** begin Document extract **

And something I can say: thanks for making this online community possible


----------



## sassykay

Oh now this is the perfect thread to find this week...

To the agonising prickly heat that ruined my first sun holiday in over ten years - I am gutted, gutted, gutted, and back at work more tired than when I left.

To the tiny things that can go wrong at work that somehow unravel all the big things we've worked so hard for - please stop that.

To people who are rude for no reason - stop it.

To the friends I adore but am not always like - let me be.

To the year and a bit of waiting I've still got to do - please get a move on.

To my best friend's 11 week old foetus, please hang in there, we really want to meet you.

And to the constant, nagging broodiness, unhappiness and impatience, please let up a bit, I want to enjoy the next year or so as best i can. (fat chance of this one but since we're putting things on a list, worth a try!)

Lol and thanks for sharing ladies! xox


----------



## nickibrum

to my OH: You are working like crazy at the moment, over 80 hour weeks and i miss you. Dont make yourself ill please and take a day off soon so we can spend some time with each other. Thanks for all the nice things you said last night when i was half alseep. i did hear you and i know that you miss me as much as i miss you.... if you gave me a LO though im sure id be too distracted to miss you- problem solved! :haha:


----------



## Dimples81

to modern technology, give me a break please.

to my personal statement, please squash yourself down to just under two pages while im not looking and still sound ok.


----------



## snowflake1989

To my new boss: Thank you sooooo much for hiring me :thumbup: you wont be sorry!!,

To my Mam: I do love you but stop moaning about money we are all in the same boat dont worry I'll give you more money when I start working.......... xxx

To my Sister: Be good in school and be quiet!!! keep opinions to self lol :haha: she's really good deep down xxx

To my OH: with my first wages I will buy you something and bring you to dinner because you are so supportive and I love you so much xxx

To the Rain: please go AWAY!!!

To my friend: can't believe you didn't inform me that you sold it for less money than you asked me!!!!!!!!! I expected to be at least informed :cry:


----------



## tiptoes

To 2011: hurry up!!


----------



## Mrs Eleflump

*To my skin:* if you break out in hives again I will keeeel you! Seriously, don't do it!

*To work/the decison-making people:* this is a BAD idea. It's stupid, and it's never going to work. What makes you think it even has a hope? Look at the other places round the country who have tried it - it didn't work for them, and it's not going to work here! Just resign yourselves to that and let us get on with doing our jobs please!

*To myself:* just get down the gym, will you? Do you want a flat tummy in your first 'bump' pictures or not?!

*To all our belongings:* would you mind just packing yourselves? I'm too busy! Ta ;)

*To the solicitors:* get on with it! 

*To the current owners of our new house:* you do want to pay to fix the leaky pipe, you know you do!

** end Document extract **
** begin Provided data **

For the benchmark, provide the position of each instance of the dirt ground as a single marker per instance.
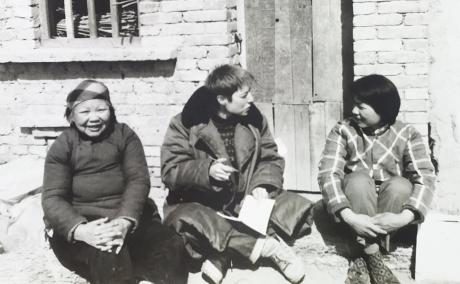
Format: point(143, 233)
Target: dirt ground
point(39, 265)
point(34, 262)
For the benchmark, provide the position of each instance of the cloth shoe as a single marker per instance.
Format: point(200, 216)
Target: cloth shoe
point(284, 258)
point(378, 271)
point(215, 268)
point(357, 272)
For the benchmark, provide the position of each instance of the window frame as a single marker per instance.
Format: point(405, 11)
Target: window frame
point(47, 17)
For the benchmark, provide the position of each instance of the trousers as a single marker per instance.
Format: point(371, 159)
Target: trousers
point(152, 252)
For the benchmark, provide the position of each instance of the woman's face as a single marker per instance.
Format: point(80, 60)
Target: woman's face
point(91, 117)
point(365, 115)
point(240, 103)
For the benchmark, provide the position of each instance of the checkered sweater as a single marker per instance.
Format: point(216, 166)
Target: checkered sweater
point(397, 150)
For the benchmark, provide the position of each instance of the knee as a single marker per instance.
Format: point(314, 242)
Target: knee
point(358, 184)
point(397, 187)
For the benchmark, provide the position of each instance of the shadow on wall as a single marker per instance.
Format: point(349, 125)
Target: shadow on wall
point(347, 55)
point(93, 69)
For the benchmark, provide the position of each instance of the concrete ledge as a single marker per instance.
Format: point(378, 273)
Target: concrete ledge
point(87, 54)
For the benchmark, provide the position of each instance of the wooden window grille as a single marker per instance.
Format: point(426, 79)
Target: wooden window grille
point(89, 18)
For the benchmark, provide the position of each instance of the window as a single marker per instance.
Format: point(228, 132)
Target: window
point(71, 19)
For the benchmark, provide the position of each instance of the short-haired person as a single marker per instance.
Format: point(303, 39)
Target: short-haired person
point(215, 152)
point(99, 220)
point(375, 174)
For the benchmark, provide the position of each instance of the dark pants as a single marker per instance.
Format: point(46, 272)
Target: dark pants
point(153, 252)
point(205, 232)
point(361, 191)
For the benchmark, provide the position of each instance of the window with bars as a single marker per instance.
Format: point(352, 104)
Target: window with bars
point(89, 18)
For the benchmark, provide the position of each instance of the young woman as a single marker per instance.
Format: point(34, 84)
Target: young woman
point(375, 174)
point(99, 220)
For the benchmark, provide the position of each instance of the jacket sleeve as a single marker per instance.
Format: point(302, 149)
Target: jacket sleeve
point(270, 165)
point(180, 169)
point(57, 189)
point(420, 172)
point(137, 178)
point(331, 171)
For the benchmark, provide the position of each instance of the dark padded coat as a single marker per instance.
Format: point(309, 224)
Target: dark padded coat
point(86, 179)
point(192, 142)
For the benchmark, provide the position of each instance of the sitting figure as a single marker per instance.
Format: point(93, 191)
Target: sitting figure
point(100, 222)
point(218, 150)
point(376, 175)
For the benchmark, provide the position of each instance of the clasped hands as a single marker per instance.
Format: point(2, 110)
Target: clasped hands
point(221, 172)
point(380, 224)
point(103, 234)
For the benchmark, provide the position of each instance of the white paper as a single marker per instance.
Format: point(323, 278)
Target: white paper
point(254, 213)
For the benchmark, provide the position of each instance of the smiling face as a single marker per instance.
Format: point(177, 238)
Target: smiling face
point(239, 104)
point(365, 115)
point(91, 117)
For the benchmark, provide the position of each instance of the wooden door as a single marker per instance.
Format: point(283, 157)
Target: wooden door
point(279, 52)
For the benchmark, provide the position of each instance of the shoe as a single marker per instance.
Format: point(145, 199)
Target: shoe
point(215, 267)
point(378, 271)
point(358, 273)
point(211, 272)
point(284, 258)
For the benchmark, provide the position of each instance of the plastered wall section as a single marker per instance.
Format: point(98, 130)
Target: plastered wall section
point(146, 94)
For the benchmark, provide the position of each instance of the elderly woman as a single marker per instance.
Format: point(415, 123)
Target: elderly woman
point(99, 220)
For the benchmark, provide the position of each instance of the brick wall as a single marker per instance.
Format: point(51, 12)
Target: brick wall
point(391, 38)
point(146, 94)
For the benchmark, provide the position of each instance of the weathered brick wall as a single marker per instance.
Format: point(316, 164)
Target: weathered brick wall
point(415, 43)
point(146, 94)
point(444, 92)
point(391, 38)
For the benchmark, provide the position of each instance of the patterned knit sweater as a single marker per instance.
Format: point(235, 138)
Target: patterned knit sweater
point(396, 150)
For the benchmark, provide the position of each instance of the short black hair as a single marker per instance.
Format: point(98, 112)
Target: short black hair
point(380, 93)
point(226, 79)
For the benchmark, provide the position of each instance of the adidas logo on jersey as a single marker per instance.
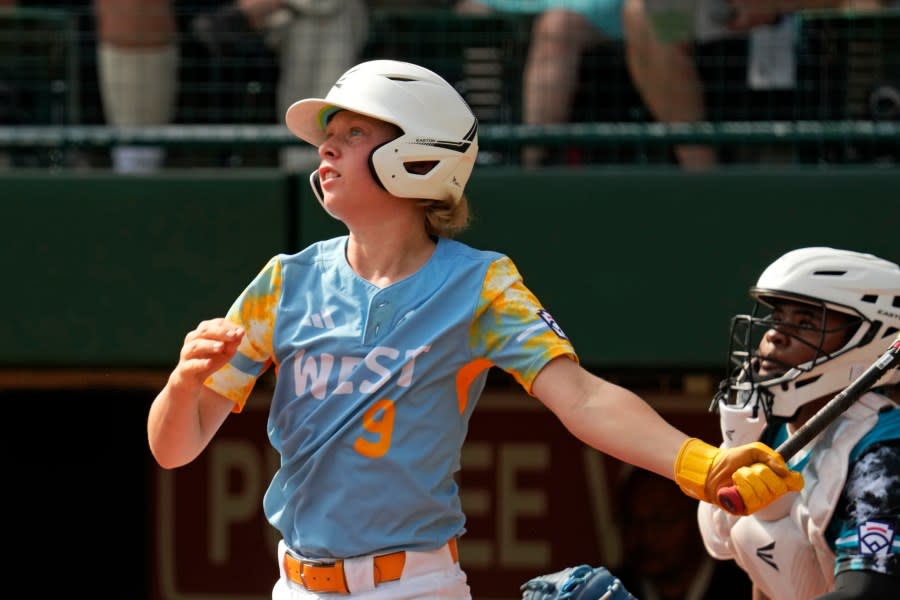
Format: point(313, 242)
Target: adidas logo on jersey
point(320, 320)
point(765, 553)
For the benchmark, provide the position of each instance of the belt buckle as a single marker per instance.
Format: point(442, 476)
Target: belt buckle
point(334, 582)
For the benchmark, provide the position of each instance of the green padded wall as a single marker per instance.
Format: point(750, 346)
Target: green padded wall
point(641, 268)
point(114, 271)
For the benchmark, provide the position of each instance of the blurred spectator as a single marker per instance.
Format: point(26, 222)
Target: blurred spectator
point(137, 63)
point(315, 41)
point(664, 70)
point(561, 33)
point(664, 556)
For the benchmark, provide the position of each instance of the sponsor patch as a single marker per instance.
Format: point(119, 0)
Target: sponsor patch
point(552, 324)
point(876, 538)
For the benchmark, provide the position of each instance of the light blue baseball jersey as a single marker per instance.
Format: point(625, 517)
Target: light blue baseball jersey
point(375, 388)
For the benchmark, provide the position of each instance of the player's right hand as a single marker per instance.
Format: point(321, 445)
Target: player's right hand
point(206, 349)
point(759, 473)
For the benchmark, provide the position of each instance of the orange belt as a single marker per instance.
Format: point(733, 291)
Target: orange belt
point(329, 577)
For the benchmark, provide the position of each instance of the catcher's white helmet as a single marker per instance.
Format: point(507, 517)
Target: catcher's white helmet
point(437, 126)
point(863, 286)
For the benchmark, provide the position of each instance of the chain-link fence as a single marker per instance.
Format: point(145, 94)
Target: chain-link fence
point(834, 96)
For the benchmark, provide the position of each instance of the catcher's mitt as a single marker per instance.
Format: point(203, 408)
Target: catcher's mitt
point(576, 583)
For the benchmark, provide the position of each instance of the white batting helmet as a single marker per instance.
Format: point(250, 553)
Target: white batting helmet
point(437, 126)
point(863, 286)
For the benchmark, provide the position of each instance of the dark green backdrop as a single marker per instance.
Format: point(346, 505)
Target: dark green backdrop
point(641, 268)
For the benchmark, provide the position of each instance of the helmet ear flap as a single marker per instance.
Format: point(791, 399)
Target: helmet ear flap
point(316, 184)
point(374, 169)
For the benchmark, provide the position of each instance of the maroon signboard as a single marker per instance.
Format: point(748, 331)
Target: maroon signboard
point(537, 500)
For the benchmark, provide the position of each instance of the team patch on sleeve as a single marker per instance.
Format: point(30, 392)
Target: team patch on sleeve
point(876, 538)
point(552, 324)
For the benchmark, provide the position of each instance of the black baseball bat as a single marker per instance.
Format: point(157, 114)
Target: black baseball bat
point(728, 496)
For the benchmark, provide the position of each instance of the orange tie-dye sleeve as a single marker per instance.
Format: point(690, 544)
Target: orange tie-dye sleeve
point(255, 310)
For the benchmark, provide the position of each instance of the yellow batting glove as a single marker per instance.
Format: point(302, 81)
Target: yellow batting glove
point(701, 470)
point(759, 485)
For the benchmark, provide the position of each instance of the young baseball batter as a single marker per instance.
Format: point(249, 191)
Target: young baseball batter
point(823, 316)
point(382, 339)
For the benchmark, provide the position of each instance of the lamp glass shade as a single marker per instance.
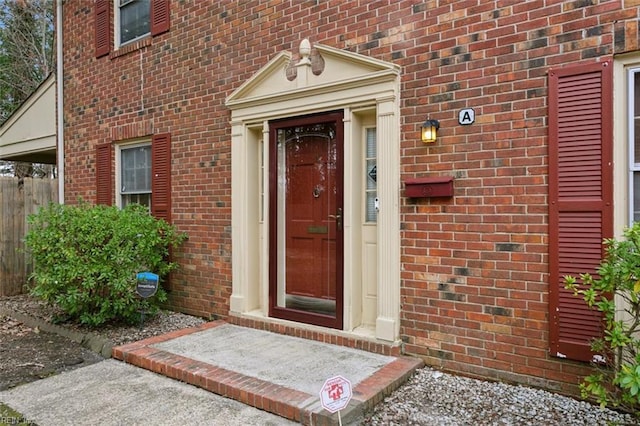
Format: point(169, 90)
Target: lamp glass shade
point(429, 131)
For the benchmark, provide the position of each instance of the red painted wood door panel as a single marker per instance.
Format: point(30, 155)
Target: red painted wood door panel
point(306, 215)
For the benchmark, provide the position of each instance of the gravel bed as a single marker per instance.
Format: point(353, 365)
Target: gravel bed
point(435, 398)
point(430, 397)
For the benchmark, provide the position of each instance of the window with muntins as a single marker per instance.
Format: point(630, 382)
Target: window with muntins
point(634, 145)
point(134, 19)
point(371, 188)
point(135, 175)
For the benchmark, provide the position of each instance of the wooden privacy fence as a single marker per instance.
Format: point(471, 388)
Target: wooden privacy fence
point(18, 199)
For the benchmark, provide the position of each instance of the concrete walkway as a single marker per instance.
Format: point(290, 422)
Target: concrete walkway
point(240, 376)
point(276, 373)
point(112, 393)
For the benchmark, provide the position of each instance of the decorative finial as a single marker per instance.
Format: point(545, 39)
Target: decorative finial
point(305, 51)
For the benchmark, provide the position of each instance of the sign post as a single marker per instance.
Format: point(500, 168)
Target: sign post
point(146, 287)
point(335, 395)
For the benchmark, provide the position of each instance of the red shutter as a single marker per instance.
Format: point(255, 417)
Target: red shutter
point(580, 197)
point(102, 27)
point(161, 176)
point(104, 191)
point(159, 16)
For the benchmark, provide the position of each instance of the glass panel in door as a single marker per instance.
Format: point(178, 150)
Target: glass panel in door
point(306, 225)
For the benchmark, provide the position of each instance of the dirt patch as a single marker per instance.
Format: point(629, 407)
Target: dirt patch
point(29, 354)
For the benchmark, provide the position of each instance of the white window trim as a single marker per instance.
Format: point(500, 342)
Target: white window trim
point(632, 165)
point(119, 148)
point(116, 27)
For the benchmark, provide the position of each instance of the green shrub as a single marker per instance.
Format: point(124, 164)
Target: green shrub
point(87, 257)
point(616, 380)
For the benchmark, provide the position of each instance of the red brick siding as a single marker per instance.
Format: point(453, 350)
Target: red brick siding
point(474, 267)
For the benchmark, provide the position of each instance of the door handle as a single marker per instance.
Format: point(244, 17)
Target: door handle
point(338, 218)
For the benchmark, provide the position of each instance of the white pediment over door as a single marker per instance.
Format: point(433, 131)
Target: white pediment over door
point(317, 70)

** end Provided data **

# [Written request 1]
Reproduce a passage of the forum thread word for word, starting at the words "To the agonising" and stopping after "get a move on.".
# [Written request 2]
Proceed with the forum thread, picking up right after its last sentence.

# [Written response 1]
To the agonising prickly heat that ruined my first sun holiday in over ten years - I am gutted, gutted, gutted, and back at work more tired than when I left.

To the tiny things that can go wrong at work that somehow unravel all the big things we've worked so hard for - please stop that.

To people who are rude for no reason - stop it.

To the friends I adore but am not always like - let me be.

To the year and a bit of waiting I've still got to do - please get a move on.

# [Written response 2]
Ahh, that feels better! :haha:


----------



## Gexxee

*To my OH:* I love you, I know you think we can't afford this but it's eating me up inside - and of course we can afford it!

*To my work:* You irritate me. All I want to do is better myself, to help others. Surely swapping out a few shifts here and there is worth it.

*To my future little one/s:* I can't wait to meet you. To hear your giggles and see your first steps. <3


----------



## almosthere

To my 3 research courses: Please let me scrape by with at least a b- in each!

To my ovaries: please start ovulating no later than october, i am desperately wanting to be a mommy!

To OH: I love you so much, you've been great. Just relax and don't think about it, and it will happen more more easily!


----------



## dontworry

To my boss: Thank you so much for letting me have my birthday off. It means a lot to me that I get to spend the day with my family!

To my OH: Sorry it was a negative. :( I know we weren't planning for this month but it would've been a nice surprise, and I could see in your face that you were a little upset. Let's stick to the plan, though, and things will work out. I love you.

To my dog: Stop scratching!

To my dreams: Why did I have a dream that I got a huge tattoo on my butt?! And why do I keep dreaming of moving house again? This time it was a fire and last time it was a broken relationship causing us to move, but why? I really don't want to move just yet.


----------



## Smile181c

To my college - please stop f***ing up my enrolment forms! When I come there this afternoon, I want it finished - I have assignments to do!

To my furbaby - Cat, please stop scrating/biting me during the night. When the lights go off, that doesn't mean it's playtime, I need sleep! Come cuddle me instead :)


----------



## Pandora11

Kiki1993 said:


> To some people i know: You get everything so easy and everything is given to you on a pate, yet you moan because your not getting bursary and I am? .... my mum is disabled and cant work, i kinda need the money! Unlike you my mummy and daddy does not buy everything for me.
> To some of the college girls: What your doing is bullying and i dont even care because i dont give a crap about you or what you say or do to me :thumbup: Also i may be engaged and "only" 18 but that it in no way means i couldnt possibly understand the commitment of marriage or know what love is, your just jealous i found love first time round and that my fiance proposed whereas (one girl in particular) is still waiting for her boyfriend to propose and he hasn't!!)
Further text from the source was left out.